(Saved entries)
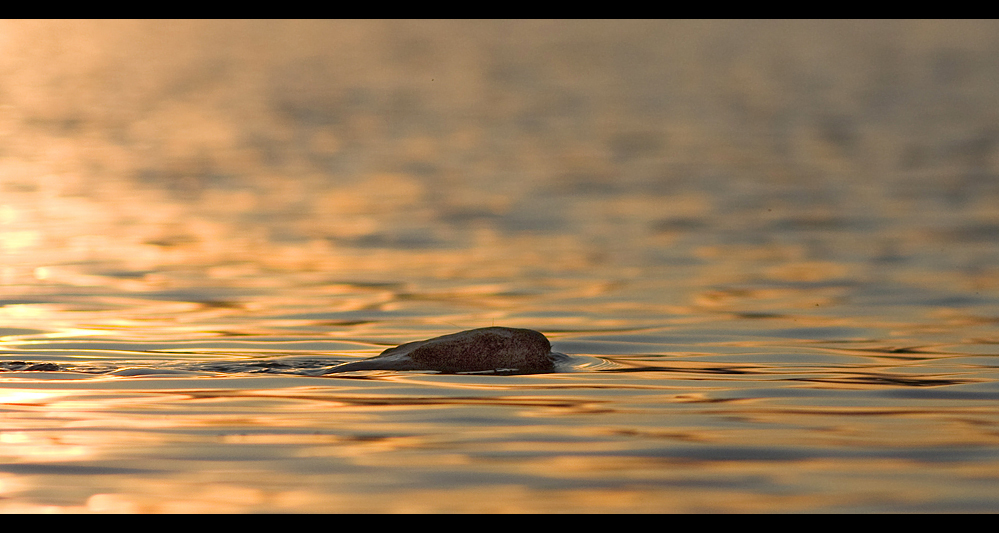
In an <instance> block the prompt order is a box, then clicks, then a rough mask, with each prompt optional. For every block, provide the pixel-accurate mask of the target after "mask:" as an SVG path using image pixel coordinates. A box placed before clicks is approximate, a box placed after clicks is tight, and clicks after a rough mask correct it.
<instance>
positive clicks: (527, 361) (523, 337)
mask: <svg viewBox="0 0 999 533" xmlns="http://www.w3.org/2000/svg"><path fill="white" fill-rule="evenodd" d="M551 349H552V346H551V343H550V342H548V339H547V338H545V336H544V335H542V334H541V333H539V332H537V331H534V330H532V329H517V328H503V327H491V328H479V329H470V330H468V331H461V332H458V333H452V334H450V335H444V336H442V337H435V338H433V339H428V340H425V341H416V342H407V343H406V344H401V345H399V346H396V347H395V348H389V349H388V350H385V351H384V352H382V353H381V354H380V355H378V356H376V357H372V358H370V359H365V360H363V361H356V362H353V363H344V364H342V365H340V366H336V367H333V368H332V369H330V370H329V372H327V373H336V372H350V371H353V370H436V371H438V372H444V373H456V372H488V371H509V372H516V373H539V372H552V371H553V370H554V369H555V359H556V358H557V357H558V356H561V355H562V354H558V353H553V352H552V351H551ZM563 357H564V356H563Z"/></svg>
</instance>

Task requirements
Print every record above exactly, but no pictures.

Solution
In an <instance> block the prompt order is a box, then clicks, then a rough mask, with each prompt optional. For every block, provide the pixel-accurate mask of the target after "mask:" as an SVG path using image pixel coordinates. A box placed before clicks is approximate, a box placed after clicks is tight, and clicks after a rough mask correct it.
<instance>
positive clicks: (527, 361) (523, 337)
mask: <svg viewBox="0 0 999 533" xmlns="http://www.w3.org/2000/svg"><path fill="white" fill-rule="evenodd" d="M551 349H552V346H551V343H550V342H548V339H547V338H545V336H544V335H542V334H541V333H539V332H537V331H534V330H532V329H517V328H503V327H491V328H479V329H470V330H468V331H461V332H458V333H452V334H450V335H444V336H442V337H435V338H433V339H428V340H425V341H416V342H407V343H406V344H401V345H399V346H396V347H395V348H389V349H388V350H385V351H384V352H382V353H381V354H380V355H378V356H376V357H372V358H370V359H365V360H363V361H356V362H353V363H344V364H342V365H340V366H336V367H333V368H332V369H330V370H329V372H327V373H336V372H350V371H353V370H436V371H438V372H444V373H456V372H488V371H509V372H516V373H539V372H552V371H553V370H554V369H555V359H556V358H557V357H558V356H561V355H562V354H558V353H553V352H552V351H551ZM563 357H564V356H563Z"/></svg>
</instance>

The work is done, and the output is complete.